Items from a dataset
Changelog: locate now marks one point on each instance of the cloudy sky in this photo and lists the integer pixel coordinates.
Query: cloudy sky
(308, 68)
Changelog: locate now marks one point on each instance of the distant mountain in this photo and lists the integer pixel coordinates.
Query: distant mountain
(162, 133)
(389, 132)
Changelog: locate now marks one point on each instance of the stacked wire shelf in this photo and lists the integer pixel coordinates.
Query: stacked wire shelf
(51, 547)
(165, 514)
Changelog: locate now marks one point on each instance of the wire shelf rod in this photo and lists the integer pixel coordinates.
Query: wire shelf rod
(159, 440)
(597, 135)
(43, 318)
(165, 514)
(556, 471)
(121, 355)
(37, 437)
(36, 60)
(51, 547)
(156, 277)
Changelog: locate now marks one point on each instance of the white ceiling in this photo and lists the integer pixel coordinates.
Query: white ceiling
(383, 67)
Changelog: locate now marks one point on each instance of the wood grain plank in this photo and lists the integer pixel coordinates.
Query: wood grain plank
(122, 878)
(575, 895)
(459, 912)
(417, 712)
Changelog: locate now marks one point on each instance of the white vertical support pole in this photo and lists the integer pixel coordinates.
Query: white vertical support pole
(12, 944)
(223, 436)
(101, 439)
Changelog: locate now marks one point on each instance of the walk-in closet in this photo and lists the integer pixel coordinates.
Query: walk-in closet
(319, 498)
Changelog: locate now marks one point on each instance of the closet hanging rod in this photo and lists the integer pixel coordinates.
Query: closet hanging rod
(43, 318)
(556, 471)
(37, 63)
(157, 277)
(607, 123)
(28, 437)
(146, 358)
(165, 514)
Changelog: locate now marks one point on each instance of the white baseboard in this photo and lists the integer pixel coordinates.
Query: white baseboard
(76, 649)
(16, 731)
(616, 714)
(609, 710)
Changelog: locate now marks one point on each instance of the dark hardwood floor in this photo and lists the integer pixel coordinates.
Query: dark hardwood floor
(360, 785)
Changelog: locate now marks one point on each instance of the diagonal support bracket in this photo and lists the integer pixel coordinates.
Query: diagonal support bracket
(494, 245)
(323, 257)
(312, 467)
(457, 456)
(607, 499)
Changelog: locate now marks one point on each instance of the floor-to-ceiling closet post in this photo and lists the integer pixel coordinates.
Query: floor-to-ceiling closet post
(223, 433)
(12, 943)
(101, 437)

_Problem requirements_
From the "the white ceiling" line to the close of the listing, restate each line word for word.

_Finished answer_
Changelog: locate now marks one point on each instance of the white ceiling in this photo and lists the integer pixel coordinates.
Query: white ceiling
(383, 67)
Changelog: locate now marks one point on each instance of the wood grain plank in this photo and lists the integer pixel coordinates.
Query: wood grain plank
(122, 878)
(575, 895)
(459, 912)
(417, 712)
Changelog: locate now marks one point on each instance of the white vertical support pole in this photo and lists the integer pixel coordinates.
Query: white vertical support pole
(12, 944)
(223, 436)
(101, 439)
Changelog: locate now marks one point on each instance of the walk-in closet in this photo and lists the integer pixel coordinates.
Query: walk-in closet
(319, 498)
Changelog: locate now marks one point on each instance of the closet hanging rod in this photo and lists the integer pixel coordinates.
Query: closet hanging rod
(43, 318)
(556, 471)
(37, 63)
(157, 277)
(607, 123)
(28, 437)
(146, 358)
(165, 514)
Changelog: locate now marks one point on each instance of the white baseboard in this photo and lists the integer pixel coordinates.
Query: white baseboard
(76, 649)
(16, 731)
(616, 714)
(609, 710)
Changelog: locate now marks one point on each instance of the dark hardwood floor in this photo and lists the integer pixel coordinates.
Query: dark hardwood floor
(360, 785)
Changelog: locate now marks one point on each instance of the diagonal support bracket in this photo and lists the integer pixel coordinates.
Query: diagonal support bracket
(494, 245)
(323, 257)
(312, 467)
(457, 456)
(607, 499)
Changelog: locate now marks one point on each instance of the floor-to-ceiling closet post in this photo and lists the integer pixel coordinates.
Query: floor-to-ceiling closet post
(223, 433)
(12, 943)
(101, 437)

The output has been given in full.